- _Goal_: Copy out every line of the items below that contains the word "street".

- _Input data_:
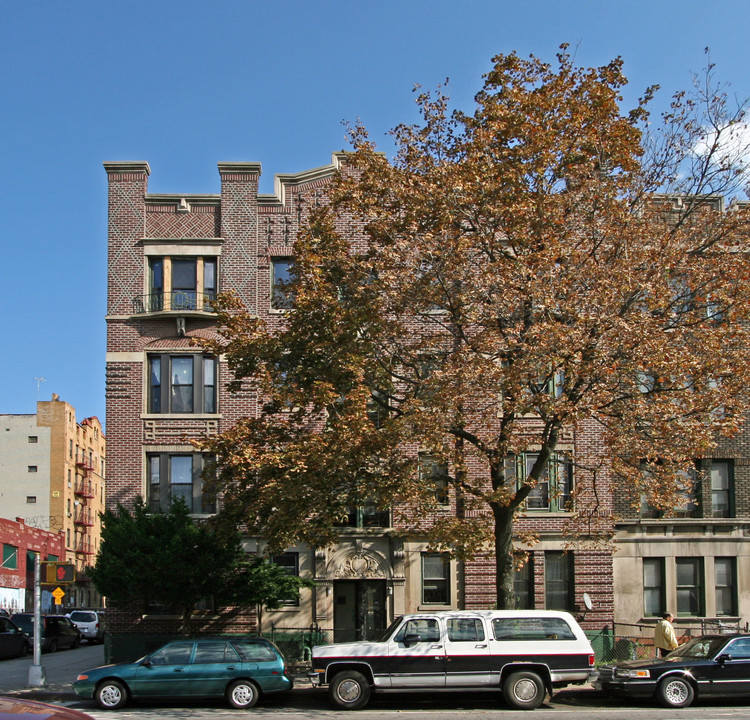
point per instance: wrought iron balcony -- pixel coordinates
(181, 301)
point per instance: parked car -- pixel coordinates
(17, 708)
(238, 669)
(14, 642)
(58, 632)
(90, 623)
(705, 666)
(526, 653)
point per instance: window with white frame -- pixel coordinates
(434, 472)
(558, 580)
(182, 383)
(722, 489)
(289, 562)
(281, 274)
(690, 586)
(180, 283)
(178, 475)
(654, 602)
(435, 579)
(725, 582)
(554, 487)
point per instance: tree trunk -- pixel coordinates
(504, 563)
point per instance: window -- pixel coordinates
(180, 283)
(553, 490)
(10, 557)
(653, 587)
(173, 654)
(435, 585)
(520, 628)
(725, 582)
(290, 563)
(688, 495)
(367, 516)
(465, 630)
(558, 580)
(177, 475)
(689, 586)
(722, 490)
(281, 299)
(435, 473)
(182, 383)
(523, 584)
(426, 629)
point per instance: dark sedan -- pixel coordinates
(706, 666)
(14, 642)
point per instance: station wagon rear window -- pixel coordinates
(254, 652)
(533, 628)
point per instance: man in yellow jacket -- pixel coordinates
(664, 638)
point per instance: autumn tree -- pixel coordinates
(168, 558)
(510, 275)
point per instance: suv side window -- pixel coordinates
(465, 629)
(531, 629)
(427, 629)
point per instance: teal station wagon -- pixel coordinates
(238, 669)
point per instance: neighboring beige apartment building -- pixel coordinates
(52, 475)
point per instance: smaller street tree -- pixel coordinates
(170, 559)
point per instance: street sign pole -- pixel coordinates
(37, 676)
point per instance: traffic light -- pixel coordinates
(59, 573)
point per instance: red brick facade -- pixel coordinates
(17, 540)
(243, 231)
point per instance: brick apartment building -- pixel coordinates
(168, 256)
(52, 470)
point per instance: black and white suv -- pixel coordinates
(526, 653)
(90, 623)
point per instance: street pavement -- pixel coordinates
(307, 703)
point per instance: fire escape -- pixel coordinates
(83, 517)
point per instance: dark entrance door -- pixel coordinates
(358, 609)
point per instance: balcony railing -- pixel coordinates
(83, 488)
(83, 518)
(181, 301)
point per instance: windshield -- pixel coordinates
(700, 648)
(391, 628)
(25, 622)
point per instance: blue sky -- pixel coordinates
(185, 84)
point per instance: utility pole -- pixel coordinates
(37, 676)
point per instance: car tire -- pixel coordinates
(242, 694)
(675, 692)
(349, 690)
(110, 695)
(524, 690)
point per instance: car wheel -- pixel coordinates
(524, 690)
(242, 694)
(675, 692)
(349, 690)
(111, 695)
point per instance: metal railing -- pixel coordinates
(180, 301)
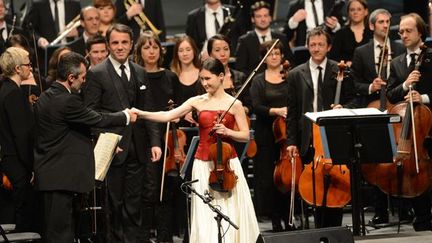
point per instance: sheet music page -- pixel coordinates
(313, 116)
(104, 153)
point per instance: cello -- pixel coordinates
(409, 174)
(322, 183)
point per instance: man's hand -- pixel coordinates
(412, 78)
(282, 111)
(416, 96)
(331, 22)
(156, 153)
(292, 151)
(133, 10)
(42, 42)
(299, 16)
(376, 84)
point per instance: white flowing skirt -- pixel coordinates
(237, 205)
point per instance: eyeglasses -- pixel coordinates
(26, 64)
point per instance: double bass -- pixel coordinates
(322, 183)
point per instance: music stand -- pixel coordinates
(355, 139)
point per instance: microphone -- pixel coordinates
(208, 196)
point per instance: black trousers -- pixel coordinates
(124, 187)
(58, 217)
(24, 197)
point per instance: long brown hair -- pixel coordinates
(175, 63)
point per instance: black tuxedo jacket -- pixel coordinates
(64, 157)
(300, 32)
(105, 92)
(399, 72)
(363, 69)
(153, 11)
(248, 51)
(300, 101)
(195, 26)
(41, 17)
(16, 129)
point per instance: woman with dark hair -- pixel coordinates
(269, 101)
(32, 86)
(236, 203)
(218, 47)
(107, 13)
(355, 34)
(185, 64)
(149, 54)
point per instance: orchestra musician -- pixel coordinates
(364, 70)
(16, 136)
(64, 162)
(306, 95)
(269, 100)
(412, 30)
(113, 85)
(237, 203)
(149, 54)
(151, 8)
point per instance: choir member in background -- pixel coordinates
(107, 13)
(352, 35)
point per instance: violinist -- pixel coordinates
(406, 71)
(368, 82)
(149, 54)
(237, 203)
(269, 101)
(312, 88)
(16, 135)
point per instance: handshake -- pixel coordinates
(133, 114)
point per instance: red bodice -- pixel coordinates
(206, 120)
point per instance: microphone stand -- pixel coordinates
(219, 215)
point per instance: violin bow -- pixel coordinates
(251, 75)
(163, 166)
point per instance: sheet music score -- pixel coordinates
(104, 153)
(313, 116)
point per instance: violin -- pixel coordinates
(339, 78)
(222, 178)
(409, 174)
(6, 184)
(175, 146)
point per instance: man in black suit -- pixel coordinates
(206, 21)
(403, 74)
(41, 18)
(304, 15)
(367, 58)
(308, 94)
(90, 21)
(364, 70)
(248, 49)
(151, 8)
(113, 85)
(64, 160)
(16, 136)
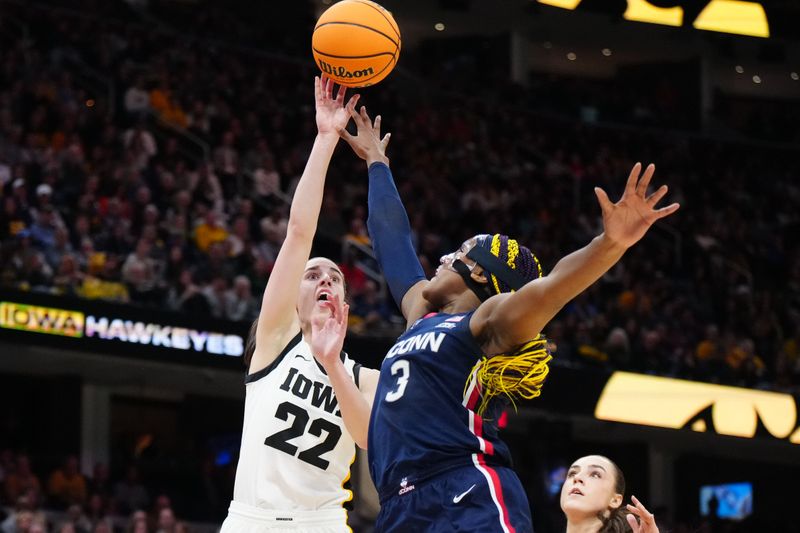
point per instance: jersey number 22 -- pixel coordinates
(300, 419)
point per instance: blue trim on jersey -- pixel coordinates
(462, 500)
(419, 415)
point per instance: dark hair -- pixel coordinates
(250, 344)
(616, 522)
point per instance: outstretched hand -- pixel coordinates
(327, 334)
(367, 143)
(332, 114)
(626, 221)
(646, 522)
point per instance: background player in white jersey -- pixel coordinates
(296, 449)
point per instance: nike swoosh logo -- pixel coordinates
(458, 498)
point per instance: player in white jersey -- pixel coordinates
(296, 448)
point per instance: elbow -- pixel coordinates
(300, 231)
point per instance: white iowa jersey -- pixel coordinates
(296, 453)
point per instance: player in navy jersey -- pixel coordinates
(473, 340)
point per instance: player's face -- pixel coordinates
(447, 279)
(321, 287)
(589, 488)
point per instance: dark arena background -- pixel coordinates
(149, 150)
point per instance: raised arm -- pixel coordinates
(389, 229)
(278, 321)
(355, 403)
(507, 320)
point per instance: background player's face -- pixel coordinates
(589, 488)
(321, 284)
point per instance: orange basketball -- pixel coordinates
(356, 43)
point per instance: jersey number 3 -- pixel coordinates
(300, 418)
(402, 368)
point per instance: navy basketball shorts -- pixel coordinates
(476, 498)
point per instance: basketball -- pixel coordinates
(356, 43)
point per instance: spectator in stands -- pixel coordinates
(137, 523)
(67, 485)
(137, 100)
(129, 493)
(241, 304)
(21, 480)
(370, 313)
(166, 521)
(78, 519)
(211, 230)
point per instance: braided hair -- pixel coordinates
(520, 374)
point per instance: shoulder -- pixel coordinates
(257, 372)
(482, 324)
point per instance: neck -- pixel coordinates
(589, 524)
(461, 303)
(305, 327)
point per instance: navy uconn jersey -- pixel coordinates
(423, 419)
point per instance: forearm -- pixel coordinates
(308, 195)
(390, 233)
(576, 272)
(518, 317)
(353, 405)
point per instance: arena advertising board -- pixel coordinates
(669, 403)
(111, 328)
(741, 17)
(703, 407)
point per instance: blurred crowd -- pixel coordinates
(174, 193)
(67, 501)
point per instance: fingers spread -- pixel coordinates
(654, 198)
(341, 93)
(602, 198)
(667, 211)
(641, 187)
(633, 177)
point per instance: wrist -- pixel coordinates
(610, 244)
(332, 366)
(328, 138)
(377, 158)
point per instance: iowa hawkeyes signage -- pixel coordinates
(679, 404)
(742, 17)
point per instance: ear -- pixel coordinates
(478, 274)
(616, 501)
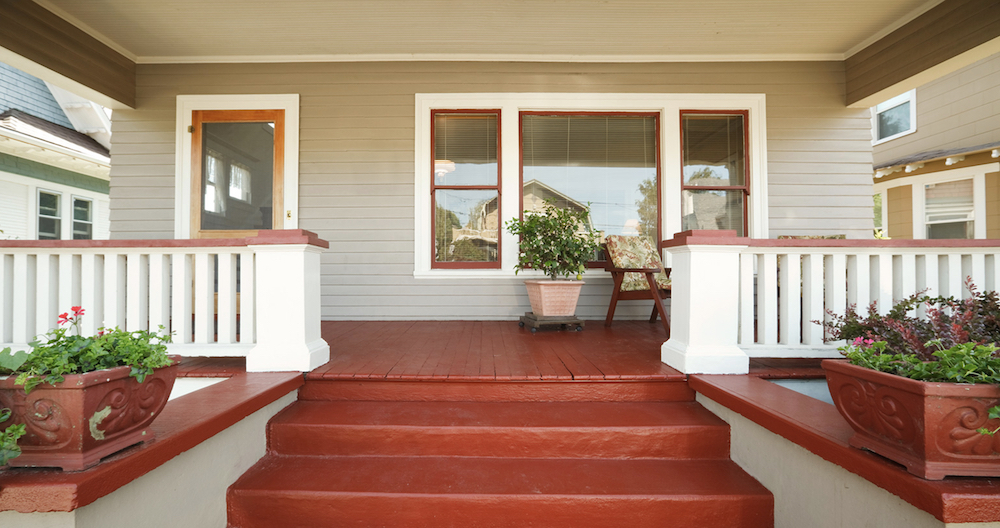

- _Task answer_:
point per instance: smaller street tree -- pixel coordinates
point per instance: street sign pole -- pixel coordinates
point per instance: street pavement -- pixel coordinates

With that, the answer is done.